What you need to do. Omit images. Retype all entries verbatim.
---- Records to process
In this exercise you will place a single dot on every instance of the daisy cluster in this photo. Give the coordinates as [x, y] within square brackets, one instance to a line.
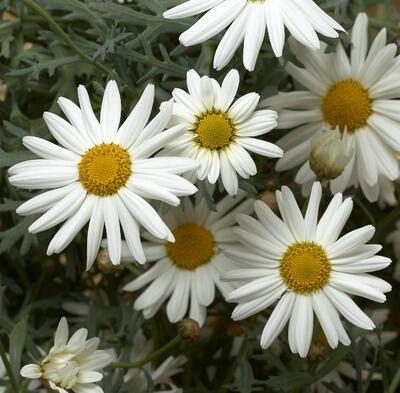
[167, 199]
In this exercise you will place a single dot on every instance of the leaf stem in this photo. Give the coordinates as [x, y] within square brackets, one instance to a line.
[8, 368]
[57, 29]
[154, 355]
[395, 382]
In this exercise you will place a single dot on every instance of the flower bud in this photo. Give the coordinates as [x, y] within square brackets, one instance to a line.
[189, 329]
[269, 198]
[331, 151]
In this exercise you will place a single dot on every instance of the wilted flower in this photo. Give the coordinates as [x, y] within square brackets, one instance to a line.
[331, 151]
[71, 365]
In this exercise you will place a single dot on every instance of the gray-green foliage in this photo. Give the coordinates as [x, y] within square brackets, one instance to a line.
[133, 44]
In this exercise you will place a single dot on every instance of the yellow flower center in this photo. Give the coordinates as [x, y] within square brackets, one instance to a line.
[193, 247]
[347, 104]
[305, 267]
[214, 131]
[104, 169]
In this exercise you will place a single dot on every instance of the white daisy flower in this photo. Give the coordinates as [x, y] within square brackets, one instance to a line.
[71, 365]
[249, 20]
[188, 270]
[103, 174]
[135, 380]
[220, 131]
[355, 94]
[394, 238]
[307, 268]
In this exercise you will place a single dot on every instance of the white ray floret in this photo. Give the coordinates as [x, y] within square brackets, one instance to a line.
[73, 364]
[188, 271]
[304, 265]
[103, 173]
[248, 21]
[357, 94]
[220, 130]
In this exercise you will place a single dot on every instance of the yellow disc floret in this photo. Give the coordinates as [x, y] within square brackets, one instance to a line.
[193, 247]
[347, 104]
[104, 169]
[305, 267]
[214, 131]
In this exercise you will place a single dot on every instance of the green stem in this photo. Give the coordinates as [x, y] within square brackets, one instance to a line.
[154, 355]
[388, 220]
[7, 365]
[229, 375]
[395, 382]
[61, 33]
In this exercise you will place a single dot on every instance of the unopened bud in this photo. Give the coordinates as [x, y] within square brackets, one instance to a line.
[104, 262]
[331, 151]
[269, 198]
[189, 329]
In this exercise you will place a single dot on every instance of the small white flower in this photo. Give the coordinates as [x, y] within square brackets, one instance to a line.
[219, 130]
[71, 365]
[103, 174]
[304, 265]
[188, 270]
[249, 20]
[357, 95]
[136, 381]
[331, 151]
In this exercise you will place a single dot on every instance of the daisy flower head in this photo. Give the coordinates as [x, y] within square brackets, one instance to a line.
[103, 173]
[188, 271]
[248, 20]
[220, 130]
[72, 365]
[303, 264]
[394, 238]
[355, 94]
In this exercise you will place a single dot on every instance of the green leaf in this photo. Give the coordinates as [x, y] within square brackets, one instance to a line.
[290, 381]
[17, 343]
[331, 363]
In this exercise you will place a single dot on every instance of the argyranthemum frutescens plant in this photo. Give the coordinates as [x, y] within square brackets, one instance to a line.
[358, 95]
[72, 363]
[103, 173]
[302, 263]
[209, 128]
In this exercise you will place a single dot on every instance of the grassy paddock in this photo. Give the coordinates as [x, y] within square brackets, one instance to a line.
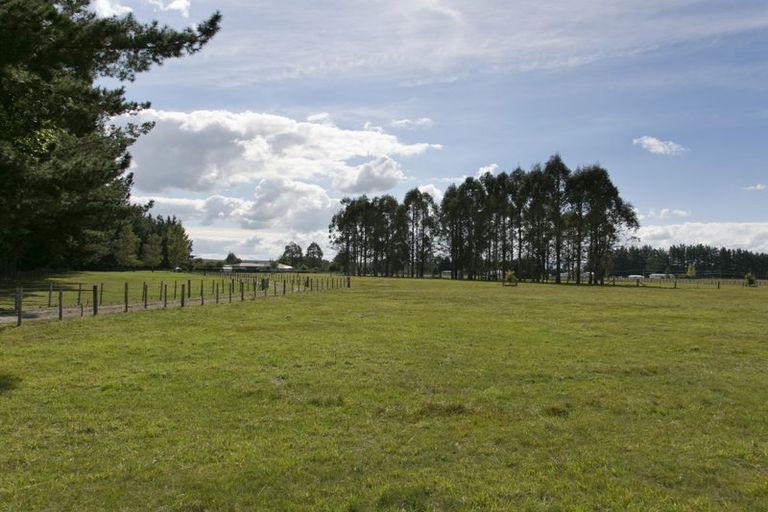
--------
Task solution.
In this exercise you will place a single dot on every instance of the daisy cluster in this photo. Give the coordinates as [x, y] within square brackets, one instance to a line.
[167, 199]
In this exercise you will place a single dot on every instance of the leaf stem in this photo. Give the coordinates as [x, y] within square brackets, one instance to a line.
[8, 368]
[57, 29]
[154, 355]
[395, 382]
In this exercise you will place a single dot on every instance of the flower bud in this photo. Give the coordinates as [x, y] within square brackets, one instance to a line.
[189, 329]
[269, 198]
[331, 151]
In this exercise you will place a single dot on every instance of the wilted flower in this photo. Give the coordinates as [x, y] within square brackets, one instance to a line.
[331, 151]
[71, 365]
In this exercise you will place a single dot on every instance of the gray-green foliage in this photo. Give the coordinates as [x, y] within square brackets, one instance to a line.
[133, 44]
In this exercise you will place a single dot on every instance of the yellow flower center in this photo. Give the coordinates as [x, y] within square brackets, one instance to a line.
[193, 247]
[347, 104]
[305, 267]
[214, 131]
[104, 169]
In this exercise you will place a single dot on every instance of the white daisy flower in this photo. Give the coordinates as [x, y] within square brackets, one instance to a line.
[71, 365]
[249, 20]
[188, 270]
[103, 174]
[135, 380]
[220, 131]
[355, 94]
[394, 238]
[307, 268]
In this exercise you will place a single dot on every instance of the white ray floret in this photo. Give the coordinates as [x, y] within square brackets, one instance to a line.
[73, 364]
[188, 271]
[304, 265]
[103, 173]
[248, 21]
[357, 94]
[220, 130]
In this exercise you will place a single dot on every instance of the yellow disc floret in this photo. Give the coordinates as [x, y] within square brackets, one instance to a line.
[193, 247]
[347, 104]
[104, 169]
[305, 267]
[214, 131]
In this exercise you will place a single dot on every instance of the green stem in this photo. Give the coordinates as [x, y] within square brackets, one instance to a line.
[154, 355]
[388, 220]
[7, 365]
[229, 375]
[395, 382]
[61, 33]
In this exercise you will place a single dot on every instance of the unopened bud in this photo. Give the coordinates as [x, y] within square brackets, one instance to a line.
[104, 262]
[331, 151]
[269, 198]
[189, 329]
In this exercise you will place a single dot on every instance of the small white flower in this photo. Give the coordinates as [x, y] within square brackets, one instance to a line.
[219, 130]
[71, 365]
[103, 174]
[304, 265]
[188, 270]
[249, 20]
[357, 95]
[136, 381]
[331, 151]
In this exercise you will place a single dot on every instance of the daisy flower head in this photo. Give the coordinates as [x, y] within square brackets, one instance to a line.
[103, 173]
[188, 271]
[248, 20]
[220, 130]
[72, 365]
[303, 264]
[394, 238]
[355, 94]
In this exercise you will place a single dot on every instance of the green leaf in this photo. Give the coordinates as [x, y] within square brackets, one instance to a line.
[290, 381]
[17, 343]
[331, 363]
In this exercise you will place a single dot on every instance of the argyranthemum frutescens plant in this photo. Give the coordinates as [x, y] within square brackets, one instance to a line.
[358, 95]
[72, 363]
[103, 173]
[302, 263]
[209, 128]
In this exercise you will place a single dot on every instance of the grassy paddock in this photo. Give the coordinates as [x, y] within square brackets, one instance to a line.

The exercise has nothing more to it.